→ **Record extracts**:
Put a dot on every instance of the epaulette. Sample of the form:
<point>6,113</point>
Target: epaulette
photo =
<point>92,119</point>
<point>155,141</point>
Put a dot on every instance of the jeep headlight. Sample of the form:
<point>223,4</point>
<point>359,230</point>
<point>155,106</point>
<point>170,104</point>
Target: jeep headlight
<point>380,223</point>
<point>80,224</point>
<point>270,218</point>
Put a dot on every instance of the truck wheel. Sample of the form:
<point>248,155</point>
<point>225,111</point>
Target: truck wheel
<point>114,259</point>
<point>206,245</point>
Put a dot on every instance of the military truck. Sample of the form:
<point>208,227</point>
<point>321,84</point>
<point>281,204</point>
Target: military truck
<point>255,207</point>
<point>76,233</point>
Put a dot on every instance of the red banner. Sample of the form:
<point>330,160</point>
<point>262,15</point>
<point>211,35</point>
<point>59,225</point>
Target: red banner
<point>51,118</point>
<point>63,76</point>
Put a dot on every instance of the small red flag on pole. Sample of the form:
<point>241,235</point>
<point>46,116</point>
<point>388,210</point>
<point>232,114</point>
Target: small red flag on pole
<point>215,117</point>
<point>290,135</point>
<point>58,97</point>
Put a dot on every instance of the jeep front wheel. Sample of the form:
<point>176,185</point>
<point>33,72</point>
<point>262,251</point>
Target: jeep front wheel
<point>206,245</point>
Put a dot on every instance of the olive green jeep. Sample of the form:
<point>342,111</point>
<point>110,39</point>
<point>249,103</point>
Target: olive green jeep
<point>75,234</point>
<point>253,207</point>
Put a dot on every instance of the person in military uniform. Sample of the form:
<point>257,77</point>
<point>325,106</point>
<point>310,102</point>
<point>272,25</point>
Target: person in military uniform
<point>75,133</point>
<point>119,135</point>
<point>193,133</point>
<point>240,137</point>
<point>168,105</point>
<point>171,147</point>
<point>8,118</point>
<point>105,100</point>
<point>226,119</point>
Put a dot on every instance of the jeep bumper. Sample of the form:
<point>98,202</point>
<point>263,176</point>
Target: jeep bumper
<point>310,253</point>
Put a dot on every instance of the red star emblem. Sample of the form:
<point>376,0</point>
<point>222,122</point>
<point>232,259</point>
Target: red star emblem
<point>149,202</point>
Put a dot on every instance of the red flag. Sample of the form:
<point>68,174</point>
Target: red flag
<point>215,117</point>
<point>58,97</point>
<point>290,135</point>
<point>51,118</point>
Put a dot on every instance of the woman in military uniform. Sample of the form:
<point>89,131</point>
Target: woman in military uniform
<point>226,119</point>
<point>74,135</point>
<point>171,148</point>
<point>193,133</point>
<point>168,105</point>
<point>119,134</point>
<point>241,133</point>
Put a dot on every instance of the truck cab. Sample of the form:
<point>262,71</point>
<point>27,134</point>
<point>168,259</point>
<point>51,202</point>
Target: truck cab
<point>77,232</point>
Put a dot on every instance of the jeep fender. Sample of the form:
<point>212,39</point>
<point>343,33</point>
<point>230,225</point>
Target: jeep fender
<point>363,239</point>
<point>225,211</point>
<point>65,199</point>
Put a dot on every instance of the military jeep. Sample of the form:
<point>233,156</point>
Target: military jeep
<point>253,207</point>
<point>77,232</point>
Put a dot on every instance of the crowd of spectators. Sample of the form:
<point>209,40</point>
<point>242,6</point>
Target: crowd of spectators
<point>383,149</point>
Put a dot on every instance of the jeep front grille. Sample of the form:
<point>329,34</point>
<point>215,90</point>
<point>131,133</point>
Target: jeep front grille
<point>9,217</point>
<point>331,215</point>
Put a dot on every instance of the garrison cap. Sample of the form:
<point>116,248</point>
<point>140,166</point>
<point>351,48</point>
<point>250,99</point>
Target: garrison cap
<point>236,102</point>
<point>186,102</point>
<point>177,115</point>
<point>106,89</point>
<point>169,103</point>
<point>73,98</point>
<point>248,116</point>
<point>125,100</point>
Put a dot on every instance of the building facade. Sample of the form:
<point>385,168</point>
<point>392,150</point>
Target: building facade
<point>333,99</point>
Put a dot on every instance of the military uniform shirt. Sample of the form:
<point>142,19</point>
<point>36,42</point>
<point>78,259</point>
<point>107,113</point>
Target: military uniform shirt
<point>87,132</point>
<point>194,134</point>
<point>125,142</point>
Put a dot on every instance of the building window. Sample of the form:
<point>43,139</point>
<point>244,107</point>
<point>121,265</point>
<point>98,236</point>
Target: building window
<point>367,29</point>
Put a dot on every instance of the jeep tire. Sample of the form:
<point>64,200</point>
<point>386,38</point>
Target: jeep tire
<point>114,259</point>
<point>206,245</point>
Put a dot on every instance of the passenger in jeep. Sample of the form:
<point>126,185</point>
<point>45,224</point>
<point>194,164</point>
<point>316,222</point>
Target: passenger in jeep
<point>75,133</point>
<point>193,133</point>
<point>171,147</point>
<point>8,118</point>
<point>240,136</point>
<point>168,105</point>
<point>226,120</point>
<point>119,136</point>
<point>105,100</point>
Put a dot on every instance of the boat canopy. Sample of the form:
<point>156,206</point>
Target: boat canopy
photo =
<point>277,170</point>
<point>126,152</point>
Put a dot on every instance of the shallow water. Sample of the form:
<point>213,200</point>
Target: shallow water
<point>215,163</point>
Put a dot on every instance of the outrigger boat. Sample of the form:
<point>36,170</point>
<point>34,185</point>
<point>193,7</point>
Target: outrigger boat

→ **Direction**: Extract the listing unchanged, starting at its first line and ending at the line that contains "<point>76,233</point>", with both of those lines included.

→ **Complete output**:
Put a dot on every instance of the epaulette. Sample of the form:
<point>6,113</point>
Target: epaulette
photo =
<point>92,119</point>
<point>155,141</point>
Put a dot on every instance of the jeep headlight. Sample of the form:
<point>223,4</point>
<point>359,230</point>
<point>155,106</point>
<point>170,104</point>
Target: jeep headlight
<point>380,223</point>
<point>80,224</point>
<point>270,218</point>
Put a dot on every instance of the truck wheel. Sample of the form:
<point>248,155</point>
<point>225,111</point>
Target: truck wheel
<point>114,259</point>
<point>206,245</point>
Put a dot on every instance of the military truck. Sample of the form:
<point>208,227</point>
<point>321,84</point>
<point>281,204</point>
Target: military truck
<point>255,207</point>
<point>76,233</point>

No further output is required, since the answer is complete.